• **WRITTEN TASK**
Copy the data below word for word, keeping every line as it is.

• **INPUT RECORDS**
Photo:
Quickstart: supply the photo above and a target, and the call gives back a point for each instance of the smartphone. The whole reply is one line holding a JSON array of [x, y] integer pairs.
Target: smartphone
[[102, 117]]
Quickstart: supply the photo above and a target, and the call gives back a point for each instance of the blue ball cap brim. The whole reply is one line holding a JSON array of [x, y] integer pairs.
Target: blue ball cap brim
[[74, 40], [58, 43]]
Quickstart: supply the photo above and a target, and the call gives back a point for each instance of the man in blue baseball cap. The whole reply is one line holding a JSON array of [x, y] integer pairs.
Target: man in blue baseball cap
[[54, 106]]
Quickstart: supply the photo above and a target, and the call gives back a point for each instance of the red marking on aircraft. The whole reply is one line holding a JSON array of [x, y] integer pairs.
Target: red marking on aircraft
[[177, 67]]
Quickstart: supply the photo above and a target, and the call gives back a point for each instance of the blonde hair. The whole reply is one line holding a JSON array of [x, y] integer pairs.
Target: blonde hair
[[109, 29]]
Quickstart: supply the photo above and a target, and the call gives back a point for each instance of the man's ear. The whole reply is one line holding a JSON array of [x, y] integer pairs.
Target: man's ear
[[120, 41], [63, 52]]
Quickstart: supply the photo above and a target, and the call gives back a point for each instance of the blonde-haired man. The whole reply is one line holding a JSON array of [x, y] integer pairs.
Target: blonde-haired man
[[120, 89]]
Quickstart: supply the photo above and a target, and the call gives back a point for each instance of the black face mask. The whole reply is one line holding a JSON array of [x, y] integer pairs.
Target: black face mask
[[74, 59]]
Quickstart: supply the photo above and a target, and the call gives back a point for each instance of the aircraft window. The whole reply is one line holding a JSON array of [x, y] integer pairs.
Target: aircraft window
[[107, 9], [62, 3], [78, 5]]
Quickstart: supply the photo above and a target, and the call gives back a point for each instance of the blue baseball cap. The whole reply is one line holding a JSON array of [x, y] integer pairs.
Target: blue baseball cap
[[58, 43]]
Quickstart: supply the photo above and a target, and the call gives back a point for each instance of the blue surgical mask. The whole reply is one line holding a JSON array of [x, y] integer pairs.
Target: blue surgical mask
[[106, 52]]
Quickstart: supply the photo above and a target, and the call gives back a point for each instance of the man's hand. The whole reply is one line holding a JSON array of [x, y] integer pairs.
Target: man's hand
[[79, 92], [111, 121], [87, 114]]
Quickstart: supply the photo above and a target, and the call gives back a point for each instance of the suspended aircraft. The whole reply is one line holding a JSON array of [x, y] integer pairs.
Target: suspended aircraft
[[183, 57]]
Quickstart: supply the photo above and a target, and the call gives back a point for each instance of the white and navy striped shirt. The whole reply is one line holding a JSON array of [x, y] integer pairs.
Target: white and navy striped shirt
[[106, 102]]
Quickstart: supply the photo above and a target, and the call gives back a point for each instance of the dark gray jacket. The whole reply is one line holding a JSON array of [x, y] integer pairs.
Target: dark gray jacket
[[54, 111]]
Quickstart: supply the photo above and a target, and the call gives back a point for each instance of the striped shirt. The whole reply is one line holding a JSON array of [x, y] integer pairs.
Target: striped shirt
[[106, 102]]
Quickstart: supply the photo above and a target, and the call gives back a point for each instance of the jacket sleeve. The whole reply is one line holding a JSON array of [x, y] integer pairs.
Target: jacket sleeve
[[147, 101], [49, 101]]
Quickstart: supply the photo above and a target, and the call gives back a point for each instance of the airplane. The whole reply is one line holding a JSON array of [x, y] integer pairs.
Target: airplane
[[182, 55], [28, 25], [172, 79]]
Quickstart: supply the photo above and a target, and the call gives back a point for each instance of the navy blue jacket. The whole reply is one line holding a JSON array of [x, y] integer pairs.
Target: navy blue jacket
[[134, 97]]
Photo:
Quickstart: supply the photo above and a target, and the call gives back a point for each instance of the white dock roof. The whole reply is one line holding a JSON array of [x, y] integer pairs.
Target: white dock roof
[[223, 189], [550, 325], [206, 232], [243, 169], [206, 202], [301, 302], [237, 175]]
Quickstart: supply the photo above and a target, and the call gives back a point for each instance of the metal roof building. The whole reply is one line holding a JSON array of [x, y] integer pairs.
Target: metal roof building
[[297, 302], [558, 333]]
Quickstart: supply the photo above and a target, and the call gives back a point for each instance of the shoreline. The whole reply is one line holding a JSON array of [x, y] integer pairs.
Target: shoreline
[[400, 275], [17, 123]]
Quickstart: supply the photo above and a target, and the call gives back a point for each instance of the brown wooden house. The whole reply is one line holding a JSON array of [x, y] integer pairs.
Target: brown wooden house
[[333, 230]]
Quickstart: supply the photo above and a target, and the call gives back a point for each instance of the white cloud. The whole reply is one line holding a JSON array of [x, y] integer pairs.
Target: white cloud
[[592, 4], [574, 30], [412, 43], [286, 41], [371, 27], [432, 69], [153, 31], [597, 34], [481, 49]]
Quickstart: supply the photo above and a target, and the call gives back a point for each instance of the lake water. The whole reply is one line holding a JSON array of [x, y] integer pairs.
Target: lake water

• **RESPONSE TO THIS TASK**
Photo:
Quickstart: supply the photo above and a target, and the call gives back a point for each instance of the smartphone. The whole reply is one line holding a JSON array of [x, y] integer pairs.
Target: smartphone
[[102, 117]]
Quickstart: supply the photo above and a target, and the call gives back a point for each instance of the blue ball cap brim. The whole reply is one line holding a JSON array of [x, y] integer pairs.
Target: blue ball cap brim
[[74, 40], [58, 43]]
Quickstart: supply the photo above and a target, and the call gives back a point for each instance of the man in blue baseball cap. The whole reply is one line holding a JSON array of [x, y] integer pairs.
Target: man in blue baseball cap
[[54, 106]]
Quickstart: supply the photo above and a target, and the call gives back a point for each instance of the red marking on aircraft. The whole reply is one line holding a JSON array of [x, y] integer pairs.
Target: red marking on aircraft
[[177, 67]]
Quickstart: supply the photo above and a target, and the call gives back a point for each instance of the blonde hair. The whole reply is one line holding a JSON array of [x, y] integer pairs.
Target: blonde hair
[[109, 29]]
Quickstart: supply the photo above and a target, and the call gives back a point for each instance of the man's ear. The whole reply is one line holding a JSON array of [x, y] integer pairs.
Target: man's ear
[[120, 41], [63, 52]]
Quickstart: supply the photo above and a target, and the call gives back a point for each instance of the blonde-haired man. The whole reply is one line holding a JSON array of [x, y] integer pairs.
Target: blonde-haired man
[[120, 89]]
Quickstart: supply the photo above and a target, and the call gives back a point for each instance of the black face mask. The whole reply is one line holding a JSON array of [x, y] integer pairs.
Target: black face mask
[[74, 59]]
Quickstart: supply the photo above and a target, and the call gives back a point for each instance of the aircraft window. The whole reply is one line holding a JSON array of [x, y] integer pairs.
Target: aircraft window
[[107, 9], [62, 3], [78, 5]]
Quickstart: supply the photo above and a target, and the call gives back a point for each instance of the blue baseball cap. The whole reply is one line holding a JSON array of [x, y] integer pairs.
Target: blue baseball cap
[[58, 43]]
Quickstart: supply the photo above and a target, and the call gives back a point for each instance of the blue surgical mask. The whole reply is one line holding a JSON array of [x, y] integer pairs.
Target: blue surgical mask
[[106, 52]]
Quickstart: supply the photo above and a target, and the call gives back a point for each instance of the man's hand. The whole reply is one line holding a JSON array of [x, y] integer pairs.
Target: man's hand
[[79, 92], [111, 121], [87, 114]]
Quickstart: supply the photo above and a target, and the call gives back a point for each instance of the suspended aircraft. The whole reply is one line holding a JSON array of [x, y] integer pairs.
Target: suspended aircraft
[[183, 57]]
Quickstart: supply the photo above and a target, and the call gives back a point for each instance of the white and navy striped shirt. The whole reply is one line holding a JSON array of [x, y] integer pairs.
Target: white and navy striped shirt
[[106, 102]]
Quickstart: supply the photo above and a target, and the call gives back a point for each instance of the dark gray jacket. The whole reply is one line holding a JSON array of [x, y] integer pairs.
Target: dark gray jacket
[[54, 111]]
Quickstart: supply the photo above and a target, and the call gives back a point for each instance of the striped shirt. The whole reply is one line holding a JSON array of [x, y] integer pairs.
Target: striped shirt
[[106, 102]]
Quickstart: supply the photo above and a target, and the call gives back a point for each instance of the jacket sleeve. The whole reply is one line holding a JSON array of [x, y] integer pairs.
Target: jacket sleeve
[[147, 101], [49, 101]]
Quickstart: supply the photo above and a target, and the call gives back a point for each instance of the airplane. The whole reply is one line holding a JSON array of [x, y] integer pairs.
Target: airplane
[[182, 55], [28, 25], [172, 79]]
Quickstart: supply the photo above and a target, and the call gives back a point for each instance of the navy blue jacket. The whole reply is one line holding a JSON array of [x, y] integer pairs.
Target: navy blue jacket
[[134, 97]]
Photo:
Quickstart: supply the photo above and a target, and the call gives back a point for each instance of the white dock roof. The whole reply is one line holding a JSON array of [x, y] integer pairs.
Target: white dock roof
[[223, 189], [550, 325], [206, 232], [243, 169], [206, 202], [301, 302], [237, 175]]
Quickstart: supply the photo above and a target, and the call gives back a point for each instance of the metal roof building. The whole reply is one line holding a JSON array of [x, y] integer pairs.
Target: metal roof building
[[297, 302], [558, 333]]
Quickstart: supply the photo above and a target, and the call gives back a point for each instance of the shoreline. The whole reply is one line holding a JSON array of [x, y] integer pairs.
Target: shoreline
[[400, 275], [17, 123]]
Quickstart: supply the photo above and a target, and the call gives back a point for each instance of the brown wooden house. The whole reply is one line holding a JSON array of [x, y] integer pairs.
Target: brown wooden house
[[333, 230]]
Quickstart: supply the photo above and a target, and the call gives back a point for each instance of the white cloud. The whole reply is one line holding a JSON array of [x, y] integer pairs.
Target: white cloud
[[592, 4], [574, 30], [412, 43], [286, 41], [371, 27], [432, 69], [153, 31], [597, 34], [481, 49]]
Quickstart: supply the photo above and a target, and the call gives back a point for each instance of the lake water. The whole reply is one line holding a JSON array of [x, y] integer pairs.
Target: lake water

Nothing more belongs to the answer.